Reescribe todos los datos sustituyendo cada aparición de "sample shape" por "expected format", sin modificar nada más.

========================================

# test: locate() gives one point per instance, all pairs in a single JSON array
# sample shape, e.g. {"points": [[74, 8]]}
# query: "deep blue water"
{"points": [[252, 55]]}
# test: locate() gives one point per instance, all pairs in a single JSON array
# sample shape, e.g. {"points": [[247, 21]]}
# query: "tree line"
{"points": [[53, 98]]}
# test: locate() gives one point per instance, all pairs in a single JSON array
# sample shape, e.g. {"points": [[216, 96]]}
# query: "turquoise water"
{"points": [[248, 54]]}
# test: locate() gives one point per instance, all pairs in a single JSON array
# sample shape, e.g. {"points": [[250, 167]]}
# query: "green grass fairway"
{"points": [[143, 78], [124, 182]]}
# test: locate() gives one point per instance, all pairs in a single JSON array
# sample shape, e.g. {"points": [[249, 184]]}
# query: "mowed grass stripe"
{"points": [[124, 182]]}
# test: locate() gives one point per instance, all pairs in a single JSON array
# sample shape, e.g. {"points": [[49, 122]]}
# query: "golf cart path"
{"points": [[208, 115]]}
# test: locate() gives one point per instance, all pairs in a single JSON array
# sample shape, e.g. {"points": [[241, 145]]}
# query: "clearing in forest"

========================================

● **Respuesta**:
# test: locate() gives one point per instance, all pairs in a single JSON array
# expected format, e.g. {"points": [[74, 8]]}
# query: "deep blue water"
{"points": [[252, 55]]}
# test: locate() gives one point per instance, all pairs in a single JSON array
# expected format, e.g. {"points": [[247, 21]]}
# query: "tree line"
{"points": [[53, 98]]}
# test: locate() gives one point per instance, all pairs in a single JSON array
# expected format, e.g. {"points": [[216, 96]]}
# query: "turquoise water"
{"points": [[248, 54]]}
# test: locate() gives one point per instance, all pairs in a single JSON array
# expected format, e.g. {"points": [[250, 167]]}
# query: "green grass fairway"
{"points": [[143, 78], [124, 182]]}
# test: locate() gives one point per instance, all pairs in a single JSON array
# expected format, e.g. {"points": [[249, 184]]}
# query: "mowed grass stripe"
{"points": [[124, 182]]}
# test: locate() gives one point per instance, all pairs in a single JSON array
# expected format, e.g. {"points": [[49, 122]]}
# query: "golf cart path"
{"points": [[208, 115]]}
# test: locate() gives one point per instance, all pairs in a single JSON array
# expected format, e.g. {"points": [[241, 145]]}
# query: "clearing in forest"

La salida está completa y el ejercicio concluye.